*** Opening of The data ***

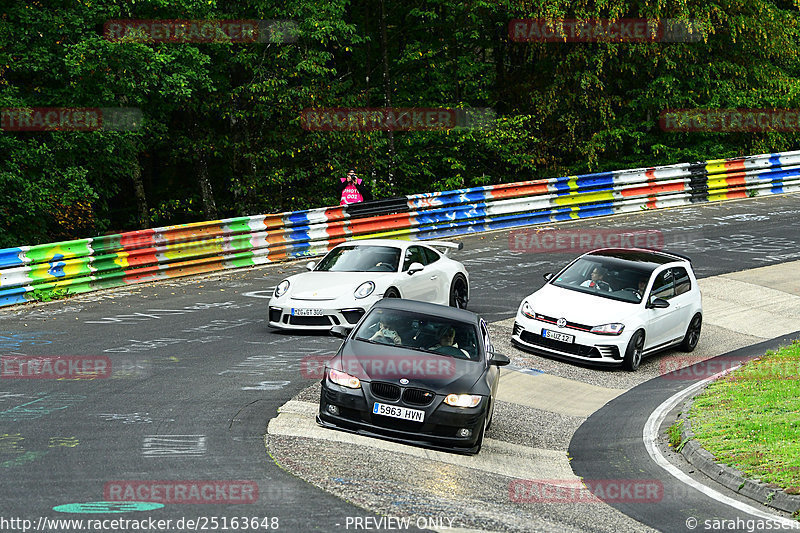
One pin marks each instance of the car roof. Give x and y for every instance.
(644, 257)
(451, 313)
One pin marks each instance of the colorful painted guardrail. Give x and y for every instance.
(37, 272)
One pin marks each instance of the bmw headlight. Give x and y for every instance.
(462, 400)
(527, 310)
(614, 328)
(344, 379)
(364, 290)
(281, 289)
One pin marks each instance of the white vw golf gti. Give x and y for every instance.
(613, 306)
(356, 274)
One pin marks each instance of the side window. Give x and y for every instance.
(413, 255)
(682, 282)
(431, 256)
(664, 285)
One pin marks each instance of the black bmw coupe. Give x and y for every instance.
(414, 372)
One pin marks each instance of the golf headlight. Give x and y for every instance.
(609, 329)
(527, 310)
(462, 400)
(344, 379)
(364, 290)
(281, 289)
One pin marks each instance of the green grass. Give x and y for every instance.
(750, 419)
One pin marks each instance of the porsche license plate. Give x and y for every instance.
(306, 312)
(404, 413)
(556, 336)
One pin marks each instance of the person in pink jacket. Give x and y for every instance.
(352, 189)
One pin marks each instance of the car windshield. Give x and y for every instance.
(361, 259)
(425, 333)
(608, 277)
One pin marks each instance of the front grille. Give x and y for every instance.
(309, 320)
(418, 397)
(564, 347)
(387, 391)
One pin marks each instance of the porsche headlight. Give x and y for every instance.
(364, 290)
(527, 310)
(281, 289)
(462, 400)
(614, 328)
(344, 379)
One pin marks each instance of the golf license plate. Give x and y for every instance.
(403, 413)
(306, 312)
(556, 336)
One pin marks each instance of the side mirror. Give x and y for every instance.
(414, 268)
(658, 303)
(499, 359)
(341, 331)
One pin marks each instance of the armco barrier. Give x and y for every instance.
(147, 255)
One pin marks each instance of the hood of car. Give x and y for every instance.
(391, 364)
(580, 307)
(332, 285)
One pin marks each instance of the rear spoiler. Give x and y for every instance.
(446, 245)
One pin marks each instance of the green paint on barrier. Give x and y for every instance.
(107, 507)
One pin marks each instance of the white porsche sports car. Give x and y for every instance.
(355, 274)
(613, 306)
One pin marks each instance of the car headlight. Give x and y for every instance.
(281, 289)
(614, 328)
(527, 310)
(344, 379)
(364, 290)
(462, 400)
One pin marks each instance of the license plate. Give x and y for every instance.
(555, 335)
(415, 415)
(307, 312)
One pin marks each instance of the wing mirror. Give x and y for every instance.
(414, 268)
(658, 303)
(499, 359)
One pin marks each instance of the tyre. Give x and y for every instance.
(459, 292)
(633, 353)
(692, 333)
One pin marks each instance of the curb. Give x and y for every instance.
(765, 493)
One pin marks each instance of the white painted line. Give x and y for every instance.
(650, 434)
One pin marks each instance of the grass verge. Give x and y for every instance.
(750, 419)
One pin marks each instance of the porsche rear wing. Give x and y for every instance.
(446, 246)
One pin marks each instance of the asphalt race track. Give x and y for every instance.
(196, 375)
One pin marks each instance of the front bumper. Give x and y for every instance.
(439, 430)
(587, 347)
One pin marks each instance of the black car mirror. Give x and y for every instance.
(341, 331)
(658, 303)
(500, 359)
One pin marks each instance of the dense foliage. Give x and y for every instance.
(221, 134)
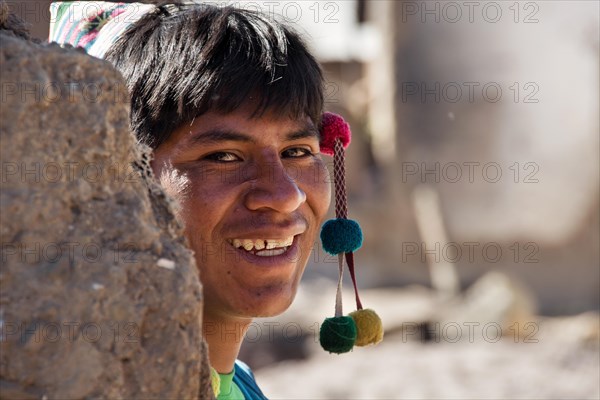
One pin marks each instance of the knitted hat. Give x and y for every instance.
(93, 25)
(342, 236)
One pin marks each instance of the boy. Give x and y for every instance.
(230, 101)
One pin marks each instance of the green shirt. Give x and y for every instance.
(228, 389)
(239, 384)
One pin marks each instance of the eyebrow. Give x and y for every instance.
(215, 136)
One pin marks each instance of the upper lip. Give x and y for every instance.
(263, 230)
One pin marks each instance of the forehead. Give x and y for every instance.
(241, 125)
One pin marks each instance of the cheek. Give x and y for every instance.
(317, 186)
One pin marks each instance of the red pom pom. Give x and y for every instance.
(332, 127)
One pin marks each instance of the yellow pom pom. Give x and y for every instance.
(368, 326)
(215, 380)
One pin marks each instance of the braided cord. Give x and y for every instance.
(339, 177)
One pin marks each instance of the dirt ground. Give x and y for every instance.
(560, 361)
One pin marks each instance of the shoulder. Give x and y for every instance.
(245, 380)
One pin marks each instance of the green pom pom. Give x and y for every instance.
(369, 327)
(341, 236)
(338, 334)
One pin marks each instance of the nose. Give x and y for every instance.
(274, 189)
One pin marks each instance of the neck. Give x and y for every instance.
(224, 336)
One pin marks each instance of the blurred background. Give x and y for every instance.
(474, 173)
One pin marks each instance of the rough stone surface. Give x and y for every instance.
(87, 310)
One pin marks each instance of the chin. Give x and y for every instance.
(269, 304)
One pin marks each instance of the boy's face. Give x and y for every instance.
(253, 195)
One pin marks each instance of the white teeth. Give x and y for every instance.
(275, 243)
(274, 246)
(271, 253)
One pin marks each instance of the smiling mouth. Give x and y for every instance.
(263, 247)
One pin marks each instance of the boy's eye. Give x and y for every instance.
(222, 156)
(296, 152)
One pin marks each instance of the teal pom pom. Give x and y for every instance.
(341, 236)
(338, 334)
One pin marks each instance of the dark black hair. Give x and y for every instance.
(181, 61)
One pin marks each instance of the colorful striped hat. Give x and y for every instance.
(93, 25)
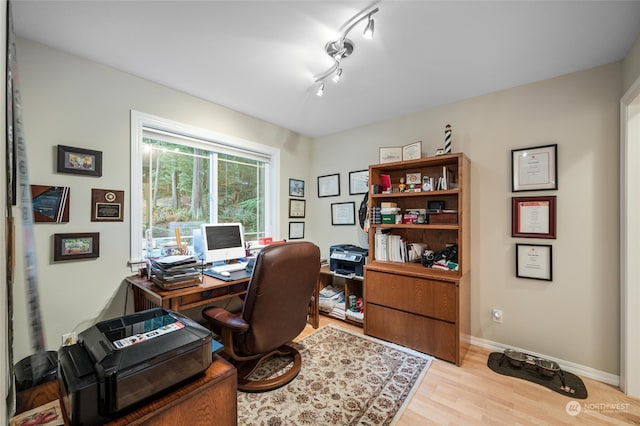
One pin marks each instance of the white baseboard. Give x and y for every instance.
(577, 369)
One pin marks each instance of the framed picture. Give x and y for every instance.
(534, 169)
(76, 246)
(296, 230)
(343, 213)
(329, 185)
(79, 161)
(533, 217)
(390, 154)
(413, 151)
(296, 208)
(50, 203)
(359, 182)
(296, 188)
(534, 261)
(107, 205)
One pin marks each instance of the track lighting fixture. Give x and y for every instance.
(342, 48)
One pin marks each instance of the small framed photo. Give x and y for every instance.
(413, 151)
(296, 208)
(79, 161)
(296, 230)
(50, 203)
(107, 205)
(359, 182)
(390, 154)
(535, 168)
(533, 217)
(329, 185)
(296, 188)
(343, 213)
(534, 261)
(76, 246)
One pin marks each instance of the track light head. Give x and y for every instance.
(368, 31)
(337, 75)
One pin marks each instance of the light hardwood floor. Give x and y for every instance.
(472, 394)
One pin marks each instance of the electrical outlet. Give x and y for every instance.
(69, 338)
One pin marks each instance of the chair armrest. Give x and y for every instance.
(222, 318)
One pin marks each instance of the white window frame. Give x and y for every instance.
(141, 122)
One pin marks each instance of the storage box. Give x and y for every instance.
(443, 218)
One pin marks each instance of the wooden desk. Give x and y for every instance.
(147, 295)
(209, 399)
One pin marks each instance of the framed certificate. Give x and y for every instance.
(296, 208)
(534, 169)
(296, 230)
(413, 151)
(533, 217)
(343, 213)
(358, 182)
(329, 185)
(534, 261)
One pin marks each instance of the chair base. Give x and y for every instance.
(246, 368)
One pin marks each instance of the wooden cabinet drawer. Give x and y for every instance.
(436, 299)
(437, 338)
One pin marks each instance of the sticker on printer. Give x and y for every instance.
(143, 337)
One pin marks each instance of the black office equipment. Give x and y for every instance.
(119, 363)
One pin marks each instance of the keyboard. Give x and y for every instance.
(230, 267)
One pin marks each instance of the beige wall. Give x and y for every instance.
(75, 102)
(631, 66)
(72, 101)
(575, 317)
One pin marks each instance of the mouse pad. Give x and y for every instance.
(235, 275)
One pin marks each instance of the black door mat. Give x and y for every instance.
(574, 386)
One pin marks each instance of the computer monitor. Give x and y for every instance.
(222, 241)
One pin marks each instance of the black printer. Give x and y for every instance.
(347, 260)
(121, 362)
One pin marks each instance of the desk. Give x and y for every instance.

*** Close of The data ***

Required work:
The answer must be exactly the lines from the one containing "One pin marks each instance of the wooden desk." through the final line of the data, both ends included, and nothing else.

Result of this exercise:
One pin marks each instance of the wooden desk. Give x and y for every instance.
(147, 295)
(209, 399)
One pin marks each instance of the framed certificate. Give x and y for every instance.
(296, 208)
(534, 169)
(296, 230)
(413, 151)
(533, 217)
(343, 213)
(358, 182)
(329, 185)
(534, 261)
One pin marks each instance of the chair base. Give x and y for every instance.
(246, 368)
One pin marks each instance of the wooden cabinet drawer. Give x and y for every instance.
(436, 299)
(437, 338)
One pin marks each instance of the sticker on printer. Give x and y for every instance.
(143, 337)
One pin marks each instance of the black office equipment. Give x and y for every instance.
(119, 363)
One pin marks each instance of the keyboard. Give x and y for every instance.
(230, 267)
One pin marks each instance of the beige wall. Give x and y for every instance.
(75, 102)
(631, 66)
(72, 101)
(575, 317)
One pin marks each instance of the mouse pad. Give x and y for every instance.
(235, 275)
One pin marks each instance of the black door mat. Give x and y for every instance.
(574, 386)
One pin marks each instance of the computer monitor. Give x and y for every instance.
(222, 241)
One pin marks each instance of the black printer. Give x and y for every instance.
(347, 260)
(121, 362)
One pin marks each instance of the desk. Give x and y for every instance.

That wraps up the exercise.